» **Reading text**

☆ ☆ ☆ ☆ ☆

FON is proud to have helped “Keep the Lorry Rolling” by supporting a long tradition of volunteerism in Nigeria with its support of VSO Nigeria. As they leave Nigeria and return to their lives, VSO volunteers are encouraged to join FON.
FON/VSO Join Forces to Support another VSO Volunteer
This article appeared in the Fall 2014 FON Newsletter. Author: Andy Philpot, a VSO Volunteer and FON member.
Since December 2004, we have been sending donations to VSO in London who then provided us with contacts with VSO volunteers in Nigeria. To date (Fall 2014) we have sent some $21,000 to VSO and in return we have had a number of very good correspondents, some not so good and one who we never heard from at all and apparently VSO had a hard time tracking her down and she was in Abuja. One of these volunteers, Canadian Glenn Dodge, put us in touch with the Fantsuam organization with which we have had an ongoing relationship since 2008.
VSO is now only receiving about one third of its funding from the British government and so is much more dependent on their own fundraising from organizations big and small, of which we are one.
At the end of April this year in London, I met up with Sally Beckenham, one of their community fundraiser. She was very enthusiastic and grateful for our ongoing support of the organization. Beckenham is trying to formalize the Linking programme and sent me a copy of the very impressive final report made by a volunteer who worked as a Nurse Tutor in Malawi. Under the scheme, volunteers are supposed to report on a quarterly basis to their linking organization. All, would be, volunteers have to raise just over $1500 on their own and sponsorship organization are supposed to provide about the $2500 funding. Our contribution in fact just goes into the genera operating account of VSO as it is impossible to direct our funds just for use in Nigeria. Directed fundraising is always a contentious issue.
As Beckenham says: We see volunteer fundraising as an an essential part of the volunteer journey, and in the selection process we make it clear that this willingness contributes to determinations of candidate suitability. Asking volunteers to contribute themselves has a double impact: it provides much needed income for the charity to keep sending volunteers overseas (if we are to receive the current level of DFID grant we need to raise an additional £15 million over the next three years) and it also helps raise VSO’s profile in the community by getting buy-in from friends, family and neighbours.
The VSO volunteer we will be linking with is Bernadette (Bernie) Allen who perhaps can best introduce herself to us in her own words:
I will be working for 12 months based in Ilorin in Kwara state. My role will be to partner with the Ministry of Education to oversee the management of national graduate volunteers and national youth corpers. The programme is quite comprehensive. It started in 2007, to recruit young Nigerian graduates in English, Mathematics and Science related subjects. These graduates were posted as teachers in rural secondary schools in the state to compliment government efforts to provide rural education. This programme was successful in establishing a national volunteering initiative and the second phase rolled out in 2012, with future opportunities explored in Nasarawa and Kano with private partners and NGO’s, technical schools and skill building centres. As well as this, Serving Youth Corp members can volunteer during their national service year in the area of education and agriculture. Current supporting partners are located in Kwara, Nasarawa and Kano.

☆ ☆ ☆ ☆ ☆

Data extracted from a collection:
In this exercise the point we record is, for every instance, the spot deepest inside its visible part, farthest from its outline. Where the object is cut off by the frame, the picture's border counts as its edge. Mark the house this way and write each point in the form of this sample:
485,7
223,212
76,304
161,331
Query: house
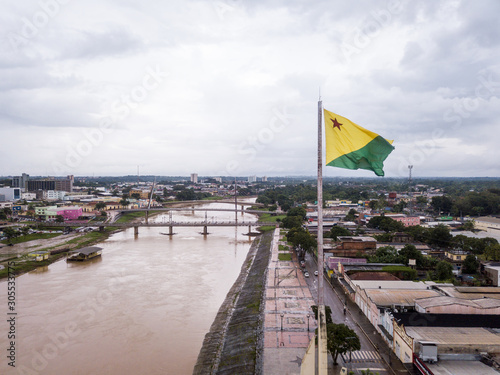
456,336
493,273
352,246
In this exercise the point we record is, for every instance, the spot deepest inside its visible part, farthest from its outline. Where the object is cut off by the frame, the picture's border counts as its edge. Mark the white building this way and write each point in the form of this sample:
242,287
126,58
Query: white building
54,195
10,194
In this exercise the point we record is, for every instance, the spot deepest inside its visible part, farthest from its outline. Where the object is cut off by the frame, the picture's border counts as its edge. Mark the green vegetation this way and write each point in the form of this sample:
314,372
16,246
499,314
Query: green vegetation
285,256
26,264
404,273
31,237
340,340
266,228
270,218
337,232
130,216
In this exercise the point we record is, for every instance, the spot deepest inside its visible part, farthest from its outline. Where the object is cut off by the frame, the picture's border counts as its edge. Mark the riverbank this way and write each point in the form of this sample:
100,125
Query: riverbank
233,344
16,261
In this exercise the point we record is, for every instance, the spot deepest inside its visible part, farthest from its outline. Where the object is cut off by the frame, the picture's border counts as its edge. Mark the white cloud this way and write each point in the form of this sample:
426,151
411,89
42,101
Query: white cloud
227,67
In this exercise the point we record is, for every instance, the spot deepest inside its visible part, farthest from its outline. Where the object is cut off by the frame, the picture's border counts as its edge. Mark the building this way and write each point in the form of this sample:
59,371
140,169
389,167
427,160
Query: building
455,336
53,195
143,193
10,194
454,305
493,273
351,246
51,183
51,212
489,224
21,181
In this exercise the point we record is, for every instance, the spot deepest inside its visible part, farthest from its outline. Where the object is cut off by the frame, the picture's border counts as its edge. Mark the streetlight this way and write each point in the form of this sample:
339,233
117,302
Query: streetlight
350,352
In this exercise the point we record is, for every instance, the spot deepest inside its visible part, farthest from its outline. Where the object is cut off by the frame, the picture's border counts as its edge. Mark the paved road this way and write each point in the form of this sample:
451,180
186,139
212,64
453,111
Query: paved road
368,356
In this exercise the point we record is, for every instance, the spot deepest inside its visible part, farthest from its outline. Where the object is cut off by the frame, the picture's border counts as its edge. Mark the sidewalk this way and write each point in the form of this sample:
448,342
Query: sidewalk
289,321
373,336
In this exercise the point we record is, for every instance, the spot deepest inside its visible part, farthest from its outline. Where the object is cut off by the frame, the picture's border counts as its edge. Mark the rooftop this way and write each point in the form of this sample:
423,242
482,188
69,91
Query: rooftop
460,368
415,319
480,303
400,297
86,250
451,336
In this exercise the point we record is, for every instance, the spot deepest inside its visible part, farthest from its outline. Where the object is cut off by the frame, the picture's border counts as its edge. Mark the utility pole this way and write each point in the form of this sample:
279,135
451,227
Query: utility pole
235,201
410,167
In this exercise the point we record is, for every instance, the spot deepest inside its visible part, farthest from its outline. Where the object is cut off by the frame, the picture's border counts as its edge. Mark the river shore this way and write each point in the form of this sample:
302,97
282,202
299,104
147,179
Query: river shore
233,344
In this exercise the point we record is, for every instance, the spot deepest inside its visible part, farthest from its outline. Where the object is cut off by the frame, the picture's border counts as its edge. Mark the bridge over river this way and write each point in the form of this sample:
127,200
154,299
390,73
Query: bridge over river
171,224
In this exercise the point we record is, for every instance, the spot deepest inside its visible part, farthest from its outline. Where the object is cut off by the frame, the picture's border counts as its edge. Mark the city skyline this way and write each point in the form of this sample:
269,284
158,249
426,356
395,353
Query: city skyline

☆ ☆ ☆ ☆ ☆

» **What you will do**
(1) Copy the passage of the FON and VSO article starting with "FON is proud" and going on through "and FON member.".
(2) Answer these questions using the FON and VSO article.
(a) Since when has FON been sending donations to VSO in London?
(b) About what share of its funding does VSO now receive from the British government?
(c) In which city and state will Bernadette Allen be based?

» **Solutions to each task**
(1)
FON is proud to have helped “Keep the Lorry Rolling” by supporting a long tradition of volunteerism in Nigeria with its support of VSO Nigeria. As they leave Nigeria and return to their lives, VSO volunteers are encouraged to join FON.
FON/VSO Join Forces to Support another VSO Volunteer
This article appeared in the Fall 2014 FON Newsletter. Author: Andy Philpot, a VSO Volunteer and FON member.

(2)
(a) Since December 2004.
(b) About one third.
(c) Ilorin, in Kwara state.